═════ Data for the task
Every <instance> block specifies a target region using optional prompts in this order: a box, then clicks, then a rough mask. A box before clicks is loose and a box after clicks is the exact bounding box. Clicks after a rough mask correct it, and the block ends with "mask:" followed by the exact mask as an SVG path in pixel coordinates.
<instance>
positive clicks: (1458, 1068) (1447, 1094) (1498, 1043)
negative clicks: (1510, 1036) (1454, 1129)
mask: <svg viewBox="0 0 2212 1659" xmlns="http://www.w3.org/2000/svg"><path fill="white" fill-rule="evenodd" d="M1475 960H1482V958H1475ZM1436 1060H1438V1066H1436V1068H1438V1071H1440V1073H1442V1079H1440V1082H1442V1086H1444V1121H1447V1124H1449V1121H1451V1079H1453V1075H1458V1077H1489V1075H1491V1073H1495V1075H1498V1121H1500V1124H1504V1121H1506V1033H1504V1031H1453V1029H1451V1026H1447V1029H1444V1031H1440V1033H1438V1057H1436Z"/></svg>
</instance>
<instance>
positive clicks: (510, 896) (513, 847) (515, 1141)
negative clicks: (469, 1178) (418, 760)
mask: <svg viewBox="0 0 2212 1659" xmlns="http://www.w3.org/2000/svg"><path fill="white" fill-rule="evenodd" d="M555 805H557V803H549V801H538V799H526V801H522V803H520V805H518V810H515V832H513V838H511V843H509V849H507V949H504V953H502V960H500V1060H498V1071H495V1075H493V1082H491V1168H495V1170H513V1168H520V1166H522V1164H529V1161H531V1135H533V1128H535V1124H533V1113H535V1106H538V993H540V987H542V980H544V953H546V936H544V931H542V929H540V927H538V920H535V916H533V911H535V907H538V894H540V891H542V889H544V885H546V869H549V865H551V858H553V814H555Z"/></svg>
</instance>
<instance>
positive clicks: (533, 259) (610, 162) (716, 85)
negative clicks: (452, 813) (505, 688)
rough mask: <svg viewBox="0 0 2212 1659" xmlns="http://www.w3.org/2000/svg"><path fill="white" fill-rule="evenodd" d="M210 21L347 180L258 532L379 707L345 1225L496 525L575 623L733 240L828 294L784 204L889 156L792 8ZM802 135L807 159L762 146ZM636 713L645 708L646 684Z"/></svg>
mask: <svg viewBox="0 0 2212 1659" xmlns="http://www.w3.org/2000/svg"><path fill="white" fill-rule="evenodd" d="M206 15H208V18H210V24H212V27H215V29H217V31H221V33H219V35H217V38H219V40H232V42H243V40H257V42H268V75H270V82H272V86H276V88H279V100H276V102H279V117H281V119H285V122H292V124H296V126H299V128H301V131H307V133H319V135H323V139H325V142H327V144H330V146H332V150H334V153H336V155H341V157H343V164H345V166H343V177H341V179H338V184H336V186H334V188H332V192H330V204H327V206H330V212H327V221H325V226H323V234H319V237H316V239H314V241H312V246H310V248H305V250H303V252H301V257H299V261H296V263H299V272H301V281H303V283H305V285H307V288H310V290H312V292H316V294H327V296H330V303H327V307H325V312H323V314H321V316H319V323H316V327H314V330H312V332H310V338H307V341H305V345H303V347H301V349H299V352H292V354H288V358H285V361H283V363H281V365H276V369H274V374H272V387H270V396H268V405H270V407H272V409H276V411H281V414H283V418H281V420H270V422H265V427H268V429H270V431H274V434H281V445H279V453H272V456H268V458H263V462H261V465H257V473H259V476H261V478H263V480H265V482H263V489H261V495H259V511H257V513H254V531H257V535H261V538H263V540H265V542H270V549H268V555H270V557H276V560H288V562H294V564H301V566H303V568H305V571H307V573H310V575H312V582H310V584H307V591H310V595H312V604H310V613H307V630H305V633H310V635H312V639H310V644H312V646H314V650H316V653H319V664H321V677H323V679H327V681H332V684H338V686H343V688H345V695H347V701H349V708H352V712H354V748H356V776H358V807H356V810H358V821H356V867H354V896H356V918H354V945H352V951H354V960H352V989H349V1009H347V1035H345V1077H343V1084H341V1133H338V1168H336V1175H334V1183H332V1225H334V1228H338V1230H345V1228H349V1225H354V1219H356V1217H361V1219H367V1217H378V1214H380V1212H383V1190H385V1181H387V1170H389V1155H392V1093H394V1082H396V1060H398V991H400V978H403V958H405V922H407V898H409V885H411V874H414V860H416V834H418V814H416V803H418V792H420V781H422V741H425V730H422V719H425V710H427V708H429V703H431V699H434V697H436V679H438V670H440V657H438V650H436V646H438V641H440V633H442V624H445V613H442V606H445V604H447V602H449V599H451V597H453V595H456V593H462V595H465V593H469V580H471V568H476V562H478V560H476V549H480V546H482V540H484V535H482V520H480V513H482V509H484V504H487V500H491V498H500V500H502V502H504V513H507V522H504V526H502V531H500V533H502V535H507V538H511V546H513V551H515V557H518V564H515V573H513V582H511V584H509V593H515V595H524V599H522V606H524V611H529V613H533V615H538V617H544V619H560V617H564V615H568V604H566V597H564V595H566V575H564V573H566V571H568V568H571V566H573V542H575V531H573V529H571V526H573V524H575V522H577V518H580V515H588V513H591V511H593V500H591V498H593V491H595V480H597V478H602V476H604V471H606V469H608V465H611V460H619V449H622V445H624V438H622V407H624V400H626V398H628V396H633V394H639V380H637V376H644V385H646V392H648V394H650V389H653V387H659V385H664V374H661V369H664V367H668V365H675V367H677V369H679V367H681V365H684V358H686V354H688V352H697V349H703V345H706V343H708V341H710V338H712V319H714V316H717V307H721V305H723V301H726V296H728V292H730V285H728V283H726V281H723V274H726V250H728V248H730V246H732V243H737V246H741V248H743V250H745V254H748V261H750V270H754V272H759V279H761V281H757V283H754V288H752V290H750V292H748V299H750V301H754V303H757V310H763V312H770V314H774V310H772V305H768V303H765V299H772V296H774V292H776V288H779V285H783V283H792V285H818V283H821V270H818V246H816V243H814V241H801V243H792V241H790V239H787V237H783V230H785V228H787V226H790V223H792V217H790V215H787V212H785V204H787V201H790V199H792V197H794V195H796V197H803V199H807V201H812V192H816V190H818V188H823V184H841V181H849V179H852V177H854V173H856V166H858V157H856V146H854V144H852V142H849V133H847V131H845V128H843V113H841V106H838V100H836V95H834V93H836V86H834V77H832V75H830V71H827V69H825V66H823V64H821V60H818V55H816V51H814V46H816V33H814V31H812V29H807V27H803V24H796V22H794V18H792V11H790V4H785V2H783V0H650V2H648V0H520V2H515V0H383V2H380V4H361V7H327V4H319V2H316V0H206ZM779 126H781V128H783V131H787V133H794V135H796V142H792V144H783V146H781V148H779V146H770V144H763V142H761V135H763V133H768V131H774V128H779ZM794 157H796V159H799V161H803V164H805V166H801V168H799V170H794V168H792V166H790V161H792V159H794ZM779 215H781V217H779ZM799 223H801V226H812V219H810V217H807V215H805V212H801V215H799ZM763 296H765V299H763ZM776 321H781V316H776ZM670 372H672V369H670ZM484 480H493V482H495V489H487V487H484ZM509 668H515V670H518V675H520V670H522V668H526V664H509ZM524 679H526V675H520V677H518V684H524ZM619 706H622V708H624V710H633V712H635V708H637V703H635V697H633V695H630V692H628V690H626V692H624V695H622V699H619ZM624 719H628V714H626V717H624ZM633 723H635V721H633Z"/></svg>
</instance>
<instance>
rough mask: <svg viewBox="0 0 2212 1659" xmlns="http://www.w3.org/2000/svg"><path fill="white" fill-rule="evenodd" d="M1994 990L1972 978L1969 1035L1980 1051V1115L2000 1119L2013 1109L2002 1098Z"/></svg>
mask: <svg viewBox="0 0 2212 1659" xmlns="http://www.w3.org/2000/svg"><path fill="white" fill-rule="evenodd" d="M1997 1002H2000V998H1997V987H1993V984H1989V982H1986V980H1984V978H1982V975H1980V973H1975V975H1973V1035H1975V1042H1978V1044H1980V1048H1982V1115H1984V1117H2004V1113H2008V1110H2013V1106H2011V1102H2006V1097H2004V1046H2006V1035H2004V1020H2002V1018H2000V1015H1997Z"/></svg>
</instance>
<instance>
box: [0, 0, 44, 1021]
══════════
▶ _Aim of the exercise_:
Pick out every line in the records above that contains the word "rough", and copy each one in full.

▶ _Solution to the problem_:
Every <instance> block specifies a target region using optional prompts in this order: a box, then clicks, then a rough mask. A box before clicks is loose and a box after clicks is the exact bounding box. Clicks after a rough mask correct it, and the block ends with "mask:" followed by the exact mask as an SVG path in pixel coordinates.
rough mask: <svg viewBox="0 0 2212 1659" xmlns="http://www.w3.org/2000/svg"><path fill="white" fill-rule="evenodd" d="M210 21L347 180L258 532L379 707L345 1225L496 525L575 623L733 240L828 294L784 204L889 156L792 8ZM802 135L807 159L762 146ZM636 713L645 708L646 684Z"/></svg>
rough mask: <svg viewBox="0 0 2212 1659" xmlns="http://www.w3.org/2000/svg"><path fill="white" fill-rule="evenodd" d="M1994 990L1972 978L1969 1035L1980 1051V1115L2000 1119L2013 1109L2002 1098Z"/></svg>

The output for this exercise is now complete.